Recorded data
================

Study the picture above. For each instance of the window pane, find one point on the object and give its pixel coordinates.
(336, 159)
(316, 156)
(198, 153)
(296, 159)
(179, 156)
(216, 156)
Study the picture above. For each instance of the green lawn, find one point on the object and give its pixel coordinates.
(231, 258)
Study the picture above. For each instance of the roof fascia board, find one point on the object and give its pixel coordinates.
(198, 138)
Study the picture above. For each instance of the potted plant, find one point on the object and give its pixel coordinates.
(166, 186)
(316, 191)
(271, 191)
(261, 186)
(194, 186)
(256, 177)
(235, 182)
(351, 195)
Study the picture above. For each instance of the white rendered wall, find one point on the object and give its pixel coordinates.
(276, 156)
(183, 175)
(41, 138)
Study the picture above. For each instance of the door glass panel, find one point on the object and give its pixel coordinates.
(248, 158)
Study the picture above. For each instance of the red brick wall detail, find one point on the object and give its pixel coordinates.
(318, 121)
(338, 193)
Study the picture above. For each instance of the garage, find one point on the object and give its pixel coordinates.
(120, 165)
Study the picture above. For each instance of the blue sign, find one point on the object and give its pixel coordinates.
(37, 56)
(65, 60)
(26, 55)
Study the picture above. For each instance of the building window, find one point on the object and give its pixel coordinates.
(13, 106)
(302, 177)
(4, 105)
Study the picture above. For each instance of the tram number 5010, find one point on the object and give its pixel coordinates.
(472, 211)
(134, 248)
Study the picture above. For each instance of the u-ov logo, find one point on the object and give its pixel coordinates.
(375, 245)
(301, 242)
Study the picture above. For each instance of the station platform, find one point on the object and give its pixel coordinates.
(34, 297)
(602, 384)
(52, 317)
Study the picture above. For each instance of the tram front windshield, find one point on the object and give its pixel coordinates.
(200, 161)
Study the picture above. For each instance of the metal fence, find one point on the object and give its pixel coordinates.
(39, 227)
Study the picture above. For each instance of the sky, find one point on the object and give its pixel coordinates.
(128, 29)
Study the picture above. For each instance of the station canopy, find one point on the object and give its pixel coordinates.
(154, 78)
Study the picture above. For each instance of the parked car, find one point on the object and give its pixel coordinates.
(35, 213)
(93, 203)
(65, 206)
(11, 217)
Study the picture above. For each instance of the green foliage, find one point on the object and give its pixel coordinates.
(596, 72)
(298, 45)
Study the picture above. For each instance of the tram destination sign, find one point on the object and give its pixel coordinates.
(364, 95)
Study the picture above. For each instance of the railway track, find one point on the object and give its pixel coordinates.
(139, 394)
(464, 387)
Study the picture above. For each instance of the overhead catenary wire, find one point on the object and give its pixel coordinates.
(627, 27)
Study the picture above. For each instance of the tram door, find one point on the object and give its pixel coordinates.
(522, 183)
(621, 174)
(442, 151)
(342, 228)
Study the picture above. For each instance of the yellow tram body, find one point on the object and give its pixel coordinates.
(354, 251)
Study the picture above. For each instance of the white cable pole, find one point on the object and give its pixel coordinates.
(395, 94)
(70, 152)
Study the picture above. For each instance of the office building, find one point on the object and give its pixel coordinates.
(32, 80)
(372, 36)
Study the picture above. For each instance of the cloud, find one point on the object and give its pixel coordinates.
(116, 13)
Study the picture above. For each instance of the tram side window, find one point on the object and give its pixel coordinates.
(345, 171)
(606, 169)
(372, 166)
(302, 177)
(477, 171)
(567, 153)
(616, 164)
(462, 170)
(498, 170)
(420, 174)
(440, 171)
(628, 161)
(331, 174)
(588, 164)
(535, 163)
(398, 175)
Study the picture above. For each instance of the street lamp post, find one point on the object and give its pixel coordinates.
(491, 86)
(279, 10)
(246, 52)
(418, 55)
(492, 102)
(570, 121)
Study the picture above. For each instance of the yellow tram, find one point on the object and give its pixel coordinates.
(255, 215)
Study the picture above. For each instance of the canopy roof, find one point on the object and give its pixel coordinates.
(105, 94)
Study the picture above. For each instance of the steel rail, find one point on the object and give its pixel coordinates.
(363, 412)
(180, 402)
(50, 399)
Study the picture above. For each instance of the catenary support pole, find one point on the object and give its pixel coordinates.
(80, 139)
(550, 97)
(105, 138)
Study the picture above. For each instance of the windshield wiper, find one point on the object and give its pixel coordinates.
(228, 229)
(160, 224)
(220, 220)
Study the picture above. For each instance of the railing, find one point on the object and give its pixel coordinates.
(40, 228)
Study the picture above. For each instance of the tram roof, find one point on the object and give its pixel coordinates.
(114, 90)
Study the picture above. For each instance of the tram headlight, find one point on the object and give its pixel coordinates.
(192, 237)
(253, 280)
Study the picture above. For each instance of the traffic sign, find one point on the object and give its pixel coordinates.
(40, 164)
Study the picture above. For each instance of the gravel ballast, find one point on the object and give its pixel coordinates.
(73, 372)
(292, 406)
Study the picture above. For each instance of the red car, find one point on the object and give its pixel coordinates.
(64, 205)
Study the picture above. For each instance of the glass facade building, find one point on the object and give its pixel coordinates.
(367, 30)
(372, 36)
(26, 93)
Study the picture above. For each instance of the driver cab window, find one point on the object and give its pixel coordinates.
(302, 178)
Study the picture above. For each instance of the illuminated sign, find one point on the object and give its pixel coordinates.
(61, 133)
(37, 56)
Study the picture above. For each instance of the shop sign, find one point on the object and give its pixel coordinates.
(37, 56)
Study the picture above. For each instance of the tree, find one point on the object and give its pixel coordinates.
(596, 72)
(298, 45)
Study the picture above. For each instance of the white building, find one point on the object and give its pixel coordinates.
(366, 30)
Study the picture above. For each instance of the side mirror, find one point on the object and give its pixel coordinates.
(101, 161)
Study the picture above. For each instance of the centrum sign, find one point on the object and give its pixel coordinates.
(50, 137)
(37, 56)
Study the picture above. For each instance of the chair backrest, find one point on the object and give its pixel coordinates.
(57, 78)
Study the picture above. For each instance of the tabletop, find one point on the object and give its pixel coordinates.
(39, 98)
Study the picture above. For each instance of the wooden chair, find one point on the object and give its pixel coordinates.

================

Request
Extract each line of the listing above, copying it word for word.

Exercise answer
Study the picture above. For each instance of the window pane, find one point on the object and give its pixel coordinates.
(336, 159)
(316, 156)
(198, 153)
(296, 159)
(179, 156)
(216, 156)
Study the picture above. For each instance of the green lawn, find one point on the object and give its pixel coordinates.
(231, 258)
Study the picture above. For each instance of the roof fascia board, find one point on the object and give its pixel coordinates.
(198, 138)
Study the picture above. For each instance of the potted plant, find one point on the object and give its pixel coordinates.
(166, 186)
(316, 191)
(271, 191)
(261, 186)
(194, 186)
(256, 177)
(235, 182)
(351, 195)
Study the picture above. For each instance of the white rendered wall, find one point on the object and give its pixel coordinates.
(276, 156)
(183, 175)
(41, 138)
Study the picture above. For each instance of the door glass panel, find one point on the object and give its pixel coordinates.
(248, 158)
Study the picture above. For each instance of the red brick wall detail, find one point on the object and give its pixel coordinates.
(318, 121)
(338, 193)
Study the picture above. For each instance of the garage, find one point on the object and give its pixel coordinates.
(120, 165)
Study the picture above. For each instance of the blue sign, find one point on the object and give its pixel coordinates.
(37, 56)
(65, 60)
(26, 55)
Study the picture above. For each instance of the building window, find one point on the object and give its pixel coordinates.
(13, 106)
(302, 177)
(4, 105)
Study the picture above. For each instance of the tram number 5010, find one point on the object and give its pixel coordinates.
(472, 211)
(134, 248)
Study the picture above. For each instance of the u-ov logo, find one point on the object and give its pixel coordinates.
(375, 245)
(301, 242)
Study the picture above. For each instance of the station platform, find one point on the object and give its pixel coordinates.
(34, 297)
(602, 384)
(52, 317)
Study the picture above. For each instance of the tram front windshield, find one point on the object and give its pixel coordinates.
(200, 161)
Study the picture above. For each instance of the metal fence, find one point on the object and give its pixel coordinates.
(39, 227)
Study the picture above. For each instance of the sky, find one point on the object and give its pixel coordinates.
(128, 29)
Study the picture above. For each instance of the station canopy, find one point on the object and give its pixel coordinates.
(154, 78)
Study the picture above. For each instance of the parked car, find one point on the object and give its pixel coordinates.
(35, 213)
(93, 203)
(65, 206)
(11, 217)
Study the picture above. For each instance of the green foliage, find one point on the object and give its pixel coordinates.
(596, 72)
(298, 45)
Study the picture above. For each instance of the tram destination sign, find one point on the object and give its pixel coordinates.
(364, 95)
Study the picture above. For each instance of the railway track, find one point on the object and give its pixel coordinates.
(139, 394)
(464, 387)
Study the picture above. For each instance of the overhead catenary wire, find one point on the object and give its pixel coordinates.
(627, 27)
Study the picture above. For each instance of the tram door, find one point on the object and give its pixel coordinates.
(522, 183)
(621, 174)
(442, 151)
(342, 228)
Study the picture above. For each instance of the yellow tram body, find one point on the object and give its pixel coordinates.
(354, 251)
Study the picture above. For each instance of the white cable pole, find one point on the object and give its pixel coordinates.
(395, 94)
(70, 152)
Study the picture above. For each instance of the office building, find one point on the object and give its pixel coordinates.
(32, 80)
(372, 36)
Study the picture above. For each instance of the cloud, find one point on the object and give its pixel coordinates.
(116, 13)
Study the picture above. For each instance of the tram side window, find one point on the object and give its pixel coordinates.
(345, 171)
(606, 169)
(372, 166)
(302, 177)
(477, 171)
(567, 153)
(616, 164)
(462, 170)
(498, 170)
(420, 174)
(440, 171)
(628, 161)
(331, 174)
(588, 164)
(535, 163)
(398, 175)
Study the picture above. For each instance of the street lamp post, find one point on the object and give its pixel coordinates.
(491, 86)
(279, 10)
(246, 52)
(418, 55)
(492, 102)
(570, 121)
Study the picture above. For each instance of the yellow tram, find one point on the object and give its pixel coordinates.
(255, 215)
Study the picture above. For each instance of the canopy roof, find one point on the object and give its pixel coordinates.
(105, 94)
Study the picture above. For each instance of the steel rail, find one point on the object and give its pixel coordinates.
(363, 412)
(180, 402)
(50, 399)
Study the picture above. For each instance of the catenary support pole, find one point on the object and give its pixel coordinates.
(80, 139)
(550, 97)
(105, 138)
Study the picture above. For each instance of the windshield wiper, find one point on the object and give its pixel coordinates.
(228, 229)
(160, 224)
(220, 220)
Study the picture above. For each instance of the railing, find one point on the object and give its pixel coordinates.
(40, 228)
Study the picture above. For each instance of the tram roof, find one point on the object and give its pixel coordinates.
(114, 90)
Study the picture above. For each instance of the tram headlight, find one point on the object and give its pixel coordinates.
(192, 237)
(253, 280)
Study the picture above. For each instance of the traffic sign, find one point on the object and give its pixel coordinates.
(40, 164)
Study the picture above. For each instance of the gravel ballast, find one point on the object and give its pixel coordinates.
(73, 372)
(292, 406)
Study the picture above. For each instance of the red car, find one point on the object and give its pixel coordinates.
(64, 205)
Study the picture above. For each instance of the glass facade building, find one point on the object and give its pixel coordinates.
(367, 30)
(372, 36)
(26, 93)
Study the picture above. For each instance of the driver cab window, find one point on the object and give its pixel coordinates.
(302, 178)
Study the picture above. For each instance of the illuminated sign, find one point on the object and give its pixel coordinates.
(61, 133)
(37, 56)
Study the picture above. For each instance of the shop sign, find one point on the object and give its pixel coordinates.
(37, 56)
Study the picture above. For each instance of the tree, find one point on the object and give its pixel coordinates.
(596, 72)
(298, 45)
Study the picture above. For each instance of the white building, find one point on the object and give its pixel coordinates.
(366, 30)
Study the picture above. For each instance of the side mirror, find one point on the object and give its pixel coordinates.
(101, 161)
Study the picture above. For each instance of the centrum sign, find one point on the object and give its pixel coordinates.
(50, 137)
(37, 56)
Study the picture above. For each instance of the chair backrest, find one point on the object and give its pixel coordinates.
(57, 78)
Study the picture above. For each instance of the tabletop, find one point on the object and give its pixel coordinates.
(39, 98)
Study the picture above. For each instance of the wooden chair, find one point on the object and give its pixel coordinates.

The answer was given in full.